- _ЗАДАНИЕ A_
Определите, согласуется ли с фрагментом о Победоносцеве каждое утверждение: (i) Победоносцев четверть века находился у самых источников власти; (ii) после упрека Победоносцев удалил от себя Саблера; (iii) легенду о великом инквизиторе рассказал Алеша Карамазов. Для каждого ответьте «да» или «нет» и дословно приведите решающие слова текста.
- _ЗАДАНИЕ B_
Перепишите все записи, которые следуют за текстом, заменив «photograph» на «image». Остальное не меняйте, а изображения в ответ не включайте.

- _ТЕКСТ ДЛЯ ЧТЕНИЯ_
⟨
А Константин Победоносцев далеко не обладал тем пафосом веры, по которому строил свою жизнь Леонтьев, четверть века стоял у самых источников власти и топтал все живые ростки жизни, ничем лично для нее не жертвуя и пользуясь всеми прерогативами и благами.
В реакционности Леонтьева было нечто от духовной аристократичности Ницше, а в белом нигилизме Победоносцева было нечто от полицейского участка и застенка инквизиции.
Алеша Карамазов, выслушав легенду «о великом инквизиторе», рассказанную Иваном Карамазовым, восклицает:
— Твой инквизитор в бога не верует, вот и весь его секрет.
В этом же был весь секрет и нашего обер-прокурора «священного» синода.
Победоносцев не только в бога не верил, он ни во что не верил. Этот столп казенной православной церкви, если б встретился с Иисусом из Назарета, вновь пришедшим на землю, уж, конечно, не выпустил бы его на «темные стогны града», а поспешил бы отправить его в участок, ибо на костер уж не отправляли людей даже при Александре III, а то запер бы он «неудобного революционера» в какую-нибудь из самых мрачных и самых надежных и безнадежных монастырских темниц.
Что же, однако, делать с Россией, которая, как-никак, а все же неудержимо и стихийно растет и в этом своем росте никак не укладывается в казенные колодки «православия, самодержавия и народности».
В этом единомысленны и эстетически византийствующий Леонтьев, и бюрократически кощунствующий Победоносцев.
Россию надо «подморозить».
Надо остановить ее рост, убить в ней жизнь и движение, иначе эта презренная Россия, как только подтает, начнет разлагаться. /147/
Никто так безнадежно и беспросветно не презирал Россию, как Победоносцев. Впрочем, он всех и все презирал и, конечно, имел к этому достаточно оснований.
Благодаря своему служебному положению, он видел столько низкопоклонства, столько предательства, холопства, продажности, вообще столько низости и гнусности вокруг идола власти, что не мог не вынести глубокого презрения к людям. Он также презирал и себя, и его собственная опустошенная душа дала бы ему для этого достаточно оснований, если бы в его собственных глазах его несколько не возвышала над окружающими его это самое его презрение к ним.
Когда кто-то выразил удивление, как он может терпеть около себя такого несомненно подлого субъекта, как его товарищ Саблер, Победоносцев спокойно возразил:
— А кто нынче не подлец?
И продолжал держать около себя Саблера.
Но для Александра III этот старый циник был сущим кладом.
⟩
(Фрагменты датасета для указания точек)
⟨
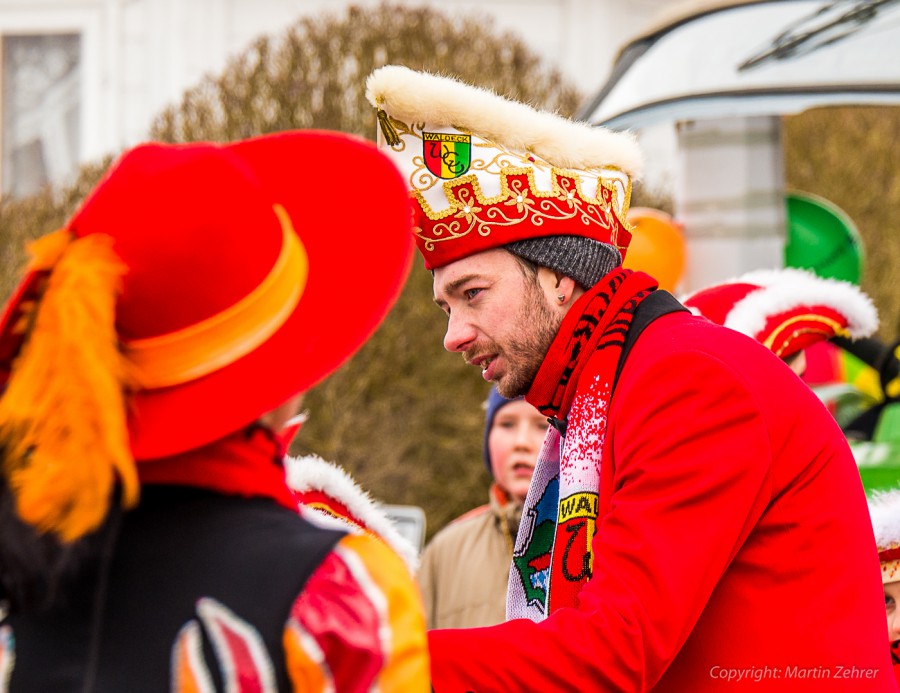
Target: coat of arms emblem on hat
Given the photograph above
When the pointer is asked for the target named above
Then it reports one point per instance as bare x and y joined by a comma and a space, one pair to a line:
447, 155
⟩
- _ОТВЕТ A_
(i) Да: «четверть века стоял у самых источников власти».
(ii) Нет: «И продолжал держать около себя Саблера».
(iii) Нет: «рассказанную Иваном Карамазовым».

- _ОТВЕТ B_
Target: coat of arms emblem on hat
Given the image above
When the pointer is asked for the target named above
Then it reports one point per instance as bare x and y joined by a comma and a space, one pair to a line:
447, 155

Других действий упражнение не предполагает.